:: WHAT YOU NEED TO DO ::
Copy out all of the material below line by line, raising every x and y coordinate in the answers by 14. Leave the pictures out.

:: SUPPLIED RECORDS ::
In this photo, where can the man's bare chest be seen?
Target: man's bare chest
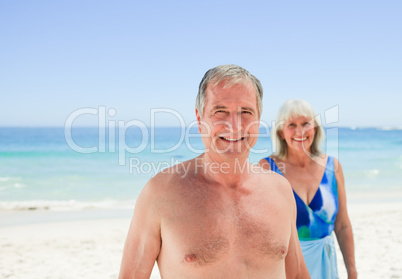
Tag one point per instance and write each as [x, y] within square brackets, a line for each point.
[205, 231]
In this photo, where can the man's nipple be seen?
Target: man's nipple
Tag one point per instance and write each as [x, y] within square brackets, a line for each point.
[190, 258]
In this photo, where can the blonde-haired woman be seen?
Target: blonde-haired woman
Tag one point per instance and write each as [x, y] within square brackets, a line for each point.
[318, 186]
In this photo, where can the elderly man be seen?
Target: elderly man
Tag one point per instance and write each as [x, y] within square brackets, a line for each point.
[217, 215]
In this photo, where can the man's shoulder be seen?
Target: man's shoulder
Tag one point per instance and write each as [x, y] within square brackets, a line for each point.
[172, 176]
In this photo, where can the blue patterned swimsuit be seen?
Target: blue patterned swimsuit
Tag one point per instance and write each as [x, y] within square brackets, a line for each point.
[315, 223]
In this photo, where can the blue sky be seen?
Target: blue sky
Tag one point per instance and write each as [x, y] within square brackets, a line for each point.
[60, 56]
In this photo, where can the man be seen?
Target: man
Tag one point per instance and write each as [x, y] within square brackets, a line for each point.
[217, 216]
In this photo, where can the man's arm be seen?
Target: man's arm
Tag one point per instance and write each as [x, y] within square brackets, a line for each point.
[294, 261]
[144, 237]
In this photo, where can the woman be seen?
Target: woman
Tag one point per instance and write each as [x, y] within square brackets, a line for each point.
[318, 186]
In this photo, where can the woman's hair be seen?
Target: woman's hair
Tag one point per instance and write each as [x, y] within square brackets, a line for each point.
[295, 108]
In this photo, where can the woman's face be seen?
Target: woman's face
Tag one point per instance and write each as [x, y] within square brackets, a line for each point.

:: ANSWER TO THE PROBLEM ::
In this photo, where can the man's bare chest be seen?
Target: man's bare chest
Tag one point per instance and write each as [x, y] within square brackets, a line for each point.
[219, 245]
In this photo, where can the man's nipple be seen?
Target: man's nipple
Tag one point per instance and write each as [x, y] within square brackets, a line for each point.
[204, 272]
In this photo, where can the blonde-haired woman be seen?
Target: blonde-haired woman
Tag one point per instance and write each as [x, y] within square brackets, a line for each point.
[332, 200]
In this photo, where can the elderly man be seen?
Target: elderly man
Tag one point per instance and write each as [x, y] within square brackets, a line for each point.
[231, 229]
In this photo, where can the man's shoulder be seen?
Target: man's shoulder
Tag one point per instance and write each as [x, y] within square brackets, a line for each point.
[186, 190]
In this photo, where can the blue patterned swimsuit be seen?
Target: blue patterned swimsuit
Tag one point per instance and write each as [x, y] within square brackets, a line for each point.
[329, 237]
In this photo, where can the blue sky be seen?
Target: blue sky
Tag one point per instance and write each as [x, y] within square brackets, a line for each point.
[74, 70]
In this photo, where can the man be seen?
Target: man
Tag one point per instance and write each as [x, y] within square brackets, a line for each point.
[231, 230]
In this photo, where can the man's arm be seen?
Target: man's arm
Tag one point per instance and write each as [x, y] within square brackets, a line for each point.
[308, 275]
[158, 251]
In this photo, where can the woman be seen?
Target: woman
Tag one point per instance and write each as [x, y] within square brackets, a line for each point.
[332, 200]
In this photo, where can the woman's hair be seen?
Target: woman's hair
Tag one point per instance and write each as [x, y] within square brackets, a line for each point.
[309, 122]
In this photo, where can the woman's face be seen?
Target: woman's face
Tag one point per instance and write each as [x, y] within square brackets, a line for each point.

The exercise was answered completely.